» Cel zadania: Przytocz bez żadnych zmian wszystkie wiersze od tego, który zawiera „Could you kindly tag the monk with”, aż po ten, który zawiera „column 92, row 315”, łącznie z oboma wierszami granicznymi.

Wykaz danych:
□ □ □ □ □ □ □
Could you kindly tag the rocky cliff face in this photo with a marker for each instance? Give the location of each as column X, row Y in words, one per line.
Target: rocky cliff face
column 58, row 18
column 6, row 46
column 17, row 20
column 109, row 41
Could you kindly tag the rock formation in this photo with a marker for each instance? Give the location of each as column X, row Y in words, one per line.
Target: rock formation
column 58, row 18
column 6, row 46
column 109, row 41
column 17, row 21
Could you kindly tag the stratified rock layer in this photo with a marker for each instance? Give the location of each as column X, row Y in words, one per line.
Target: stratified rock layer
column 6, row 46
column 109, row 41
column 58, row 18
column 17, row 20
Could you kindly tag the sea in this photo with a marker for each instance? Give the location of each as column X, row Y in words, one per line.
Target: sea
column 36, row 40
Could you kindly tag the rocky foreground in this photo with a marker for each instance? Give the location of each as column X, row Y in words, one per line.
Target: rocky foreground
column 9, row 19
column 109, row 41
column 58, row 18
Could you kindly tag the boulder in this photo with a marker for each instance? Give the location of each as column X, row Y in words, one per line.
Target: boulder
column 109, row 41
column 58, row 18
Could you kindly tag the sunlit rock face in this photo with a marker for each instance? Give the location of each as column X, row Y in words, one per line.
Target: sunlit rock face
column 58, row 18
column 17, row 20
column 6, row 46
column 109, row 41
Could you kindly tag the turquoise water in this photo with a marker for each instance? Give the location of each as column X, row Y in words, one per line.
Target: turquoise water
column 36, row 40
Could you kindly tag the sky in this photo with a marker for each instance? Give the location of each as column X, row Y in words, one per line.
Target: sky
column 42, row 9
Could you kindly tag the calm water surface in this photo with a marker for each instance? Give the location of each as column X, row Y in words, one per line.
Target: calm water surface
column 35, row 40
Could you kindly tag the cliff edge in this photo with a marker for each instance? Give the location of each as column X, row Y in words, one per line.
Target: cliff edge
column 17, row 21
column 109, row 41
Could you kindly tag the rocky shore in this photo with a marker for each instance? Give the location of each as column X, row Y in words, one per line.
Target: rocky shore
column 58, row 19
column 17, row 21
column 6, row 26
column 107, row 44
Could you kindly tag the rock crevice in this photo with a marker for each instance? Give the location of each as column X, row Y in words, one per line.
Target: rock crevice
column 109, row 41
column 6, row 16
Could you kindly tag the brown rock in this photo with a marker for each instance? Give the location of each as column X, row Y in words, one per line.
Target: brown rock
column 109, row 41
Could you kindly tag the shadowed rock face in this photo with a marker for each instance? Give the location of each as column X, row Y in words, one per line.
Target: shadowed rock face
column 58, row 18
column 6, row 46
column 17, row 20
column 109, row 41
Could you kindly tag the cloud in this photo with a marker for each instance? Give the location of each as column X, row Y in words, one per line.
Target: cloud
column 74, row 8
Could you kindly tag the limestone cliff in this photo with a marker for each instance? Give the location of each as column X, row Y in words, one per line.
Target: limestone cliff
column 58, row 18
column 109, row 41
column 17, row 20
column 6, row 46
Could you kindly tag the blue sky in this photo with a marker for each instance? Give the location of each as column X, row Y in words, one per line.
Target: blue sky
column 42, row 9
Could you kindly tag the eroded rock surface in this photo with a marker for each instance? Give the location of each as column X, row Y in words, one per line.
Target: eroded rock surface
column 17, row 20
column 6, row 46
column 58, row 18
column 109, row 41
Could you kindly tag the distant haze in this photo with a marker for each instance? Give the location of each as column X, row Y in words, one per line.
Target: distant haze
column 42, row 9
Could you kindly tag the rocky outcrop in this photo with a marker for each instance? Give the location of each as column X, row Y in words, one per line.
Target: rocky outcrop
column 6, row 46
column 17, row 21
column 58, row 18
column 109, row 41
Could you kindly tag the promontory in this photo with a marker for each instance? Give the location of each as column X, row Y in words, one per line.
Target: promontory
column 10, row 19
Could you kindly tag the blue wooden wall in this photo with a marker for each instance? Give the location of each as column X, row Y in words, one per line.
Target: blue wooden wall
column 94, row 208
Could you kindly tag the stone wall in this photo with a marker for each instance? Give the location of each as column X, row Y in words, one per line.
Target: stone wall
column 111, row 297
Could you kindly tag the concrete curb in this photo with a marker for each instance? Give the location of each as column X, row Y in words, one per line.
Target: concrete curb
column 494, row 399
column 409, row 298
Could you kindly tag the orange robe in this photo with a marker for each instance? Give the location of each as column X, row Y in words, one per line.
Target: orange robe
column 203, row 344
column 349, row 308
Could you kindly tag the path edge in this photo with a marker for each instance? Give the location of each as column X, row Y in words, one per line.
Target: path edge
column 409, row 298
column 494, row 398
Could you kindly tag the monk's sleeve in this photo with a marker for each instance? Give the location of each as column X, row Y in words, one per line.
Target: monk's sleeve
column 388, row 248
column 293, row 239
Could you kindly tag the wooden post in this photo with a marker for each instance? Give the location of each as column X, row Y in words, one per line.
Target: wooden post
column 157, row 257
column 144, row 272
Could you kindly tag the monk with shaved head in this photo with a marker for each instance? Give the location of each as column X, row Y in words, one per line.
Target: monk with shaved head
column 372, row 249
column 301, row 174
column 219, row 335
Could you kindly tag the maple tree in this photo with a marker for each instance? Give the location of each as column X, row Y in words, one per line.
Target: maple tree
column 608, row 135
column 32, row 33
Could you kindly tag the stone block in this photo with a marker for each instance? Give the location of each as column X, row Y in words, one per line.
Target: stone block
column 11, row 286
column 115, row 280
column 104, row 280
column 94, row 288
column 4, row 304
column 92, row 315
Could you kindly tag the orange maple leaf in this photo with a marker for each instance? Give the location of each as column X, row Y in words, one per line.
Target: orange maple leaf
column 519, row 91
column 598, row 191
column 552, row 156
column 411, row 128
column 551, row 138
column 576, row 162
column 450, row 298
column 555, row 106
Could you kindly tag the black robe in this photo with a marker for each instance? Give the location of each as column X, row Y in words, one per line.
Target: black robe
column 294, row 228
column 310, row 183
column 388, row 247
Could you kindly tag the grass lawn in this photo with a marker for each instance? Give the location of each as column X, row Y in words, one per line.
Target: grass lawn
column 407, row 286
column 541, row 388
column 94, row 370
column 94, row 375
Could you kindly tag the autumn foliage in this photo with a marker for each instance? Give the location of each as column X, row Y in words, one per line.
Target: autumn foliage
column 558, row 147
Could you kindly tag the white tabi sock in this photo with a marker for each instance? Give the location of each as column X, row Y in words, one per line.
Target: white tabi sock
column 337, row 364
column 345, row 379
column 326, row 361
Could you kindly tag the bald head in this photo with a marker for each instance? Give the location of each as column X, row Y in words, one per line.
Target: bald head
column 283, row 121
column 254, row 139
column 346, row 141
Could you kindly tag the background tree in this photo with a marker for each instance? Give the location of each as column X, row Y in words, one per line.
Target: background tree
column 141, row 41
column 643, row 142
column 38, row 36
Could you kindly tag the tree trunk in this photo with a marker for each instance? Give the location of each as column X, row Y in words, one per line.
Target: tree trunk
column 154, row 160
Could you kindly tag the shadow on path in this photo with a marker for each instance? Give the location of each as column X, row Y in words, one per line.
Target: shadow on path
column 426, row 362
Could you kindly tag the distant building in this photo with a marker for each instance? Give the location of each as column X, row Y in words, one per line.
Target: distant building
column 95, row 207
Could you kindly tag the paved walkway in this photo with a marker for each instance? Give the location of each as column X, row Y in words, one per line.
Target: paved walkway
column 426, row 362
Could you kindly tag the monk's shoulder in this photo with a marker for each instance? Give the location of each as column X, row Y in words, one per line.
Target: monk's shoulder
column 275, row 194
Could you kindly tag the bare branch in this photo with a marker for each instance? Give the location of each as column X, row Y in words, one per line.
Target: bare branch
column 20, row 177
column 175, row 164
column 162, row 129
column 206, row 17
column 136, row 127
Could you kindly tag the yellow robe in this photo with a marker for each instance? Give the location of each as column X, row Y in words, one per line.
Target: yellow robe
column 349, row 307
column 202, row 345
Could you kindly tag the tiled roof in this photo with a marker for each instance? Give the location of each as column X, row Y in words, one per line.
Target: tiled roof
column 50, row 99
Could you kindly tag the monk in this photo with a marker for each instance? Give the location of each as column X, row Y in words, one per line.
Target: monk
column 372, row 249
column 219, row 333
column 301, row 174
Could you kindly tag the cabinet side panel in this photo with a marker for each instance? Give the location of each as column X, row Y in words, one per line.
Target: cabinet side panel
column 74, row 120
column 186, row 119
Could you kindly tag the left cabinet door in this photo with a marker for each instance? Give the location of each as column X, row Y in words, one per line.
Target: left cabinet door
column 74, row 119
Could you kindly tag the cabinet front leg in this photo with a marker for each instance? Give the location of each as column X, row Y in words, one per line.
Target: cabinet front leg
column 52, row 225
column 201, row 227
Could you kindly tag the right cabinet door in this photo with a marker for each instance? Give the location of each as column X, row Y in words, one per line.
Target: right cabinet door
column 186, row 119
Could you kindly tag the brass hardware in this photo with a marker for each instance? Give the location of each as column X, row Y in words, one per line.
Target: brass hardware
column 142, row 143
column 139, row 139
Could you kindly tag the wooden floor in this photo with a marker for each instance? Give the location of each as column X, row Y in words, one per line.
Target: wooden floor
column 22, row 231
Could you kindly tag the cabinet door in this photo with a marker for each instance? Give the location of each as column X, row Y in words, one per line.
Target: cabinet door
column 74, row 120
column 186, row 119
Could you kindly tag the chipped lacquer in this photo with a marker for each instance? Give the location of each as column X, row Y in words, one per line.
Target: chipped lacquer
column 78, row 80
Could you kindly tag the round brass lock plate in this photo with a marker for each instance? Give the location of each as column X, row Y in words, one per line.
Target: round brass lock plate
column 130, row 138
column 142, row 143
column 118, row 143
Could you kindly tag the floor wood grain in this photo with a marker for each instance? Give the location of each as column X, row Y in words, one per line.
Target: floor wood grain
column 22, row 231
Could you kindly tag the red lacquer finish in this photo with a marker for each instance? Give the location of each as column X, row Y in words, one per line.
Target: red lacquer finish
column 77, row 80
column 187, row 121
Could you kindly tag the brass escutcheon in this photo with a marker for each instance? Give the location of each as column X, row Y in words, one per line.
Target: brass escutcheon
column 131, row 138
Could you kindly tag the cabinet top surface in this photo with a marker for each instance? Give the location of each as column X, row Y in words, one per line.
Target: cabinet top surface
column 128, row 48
□ □ □ □ □ □ □
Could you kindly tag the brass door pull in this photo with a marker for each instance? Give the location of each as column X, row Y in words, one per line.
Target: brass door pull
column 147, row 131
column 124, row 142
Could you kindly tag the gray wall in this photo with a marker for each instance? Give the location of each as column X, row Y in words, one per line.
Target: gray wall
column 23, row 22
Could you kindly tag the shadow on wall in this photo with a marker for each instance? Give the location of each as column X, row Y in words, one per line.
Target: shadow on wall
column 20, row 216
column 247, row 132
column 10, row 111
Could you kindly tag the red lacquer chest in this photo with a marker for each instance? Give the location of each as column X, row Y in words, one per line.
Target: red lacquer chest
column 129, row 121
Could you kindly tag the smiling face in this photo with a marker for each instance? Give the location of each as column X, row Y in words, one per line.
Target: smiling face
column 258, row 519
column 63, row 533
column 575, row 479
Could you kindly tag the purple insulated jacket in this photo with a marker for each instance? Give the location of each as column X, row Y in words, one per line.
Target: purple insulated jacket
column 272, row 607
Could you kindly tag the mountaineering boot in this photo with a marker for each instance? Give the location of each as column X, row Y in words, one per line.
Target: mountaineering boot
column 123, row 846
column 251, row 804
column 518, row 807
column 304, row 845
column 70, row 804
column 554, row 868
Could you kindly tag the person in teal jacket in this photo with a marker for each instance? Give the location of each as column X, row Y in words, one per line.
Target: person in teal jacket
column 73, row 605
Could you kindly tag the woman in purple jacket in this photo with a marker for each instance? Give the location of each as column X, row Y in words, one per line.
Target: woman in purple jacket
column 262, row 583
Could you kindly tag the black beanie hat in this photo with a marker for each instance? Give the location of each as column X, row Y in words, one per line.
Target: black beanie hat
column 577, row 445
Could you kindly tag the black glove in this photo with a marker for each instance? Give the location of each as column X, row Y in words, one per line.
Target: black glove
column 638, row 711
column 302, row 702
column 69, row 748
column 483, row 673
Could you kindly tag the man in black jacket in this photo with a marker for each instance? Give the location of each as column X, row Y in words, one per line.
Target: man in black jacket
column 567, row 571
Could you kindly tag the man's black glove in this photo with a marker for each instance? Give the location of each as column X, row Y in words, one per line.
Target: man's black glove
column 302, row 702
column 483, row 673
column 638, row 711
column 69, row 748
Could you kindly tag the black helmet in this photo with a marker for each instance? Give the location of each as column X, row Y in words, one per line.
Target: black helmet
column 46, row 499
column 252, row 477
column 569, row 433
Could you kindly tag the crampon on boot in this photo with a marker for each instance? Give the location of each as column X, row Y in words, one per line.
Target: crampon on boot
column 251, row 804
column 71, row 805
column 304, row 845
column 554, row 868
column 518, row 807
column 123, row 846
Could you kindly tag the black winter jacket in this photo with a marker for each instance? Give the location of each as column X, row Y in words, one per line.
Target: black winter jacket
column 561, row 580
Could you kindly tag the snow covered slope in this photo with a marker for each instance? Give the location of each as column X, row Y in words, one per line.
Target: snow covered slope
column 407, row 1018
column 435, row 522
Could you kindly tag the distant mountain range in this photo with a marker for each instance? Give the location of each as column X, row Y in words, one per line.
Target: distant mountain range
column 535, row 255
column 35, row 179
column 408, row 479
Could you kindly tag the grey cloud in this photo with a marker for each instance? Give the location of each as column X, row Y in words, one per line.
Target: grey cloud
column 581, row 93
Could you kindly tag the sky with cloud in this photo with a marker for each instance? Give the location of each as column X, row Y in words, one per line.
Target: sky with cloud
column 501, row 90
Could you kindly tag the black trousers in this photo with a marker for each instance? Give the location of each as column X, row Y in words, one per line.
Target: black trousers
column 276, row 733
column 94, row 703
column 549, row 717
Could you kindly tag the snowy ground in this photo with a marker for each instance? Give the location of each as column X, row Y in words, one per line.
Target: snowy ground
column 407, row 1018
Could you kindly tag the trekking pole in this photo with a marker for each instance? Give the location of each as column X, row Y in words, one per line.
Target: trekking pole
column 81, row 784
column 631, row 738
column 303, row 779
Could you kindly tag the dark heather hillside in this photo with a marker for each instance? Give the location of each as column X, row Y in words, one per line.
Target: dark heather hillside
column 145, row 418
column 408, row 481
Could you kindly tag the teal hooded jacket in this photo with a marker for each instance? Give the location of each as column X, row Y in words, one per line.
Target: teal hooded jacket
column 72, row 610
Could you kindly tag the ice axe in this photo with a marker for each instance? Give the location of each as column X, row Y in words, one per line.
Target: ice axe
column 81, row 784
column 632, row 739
□ □ □ □ □ □ □
» Rozwiązanie poniżej:
Could you kindly tag the monk with shaved head in this photo with a marker for each instance? Give the location of each as column X, row Y in words, one per line.
Target: monk with shaved head
column 372, row 249
column 301, row 174
column 219, row 335
Could you kindly tag the maple tree in this photo with a marker for each instance? Give the location of each as column X, row Y in words, one per line.
Target: maple tree
column 608, row 135
column 32, row 33
Could you kindly tag the stone block in this photo with a marker for each instance? Give the location of each as column X, row Y in words, one per line.
Target: stone block
column 11, row 286
column 115, row 280
column 104, row 280
column 94, row 288
column 4, row 304
column 92, row 315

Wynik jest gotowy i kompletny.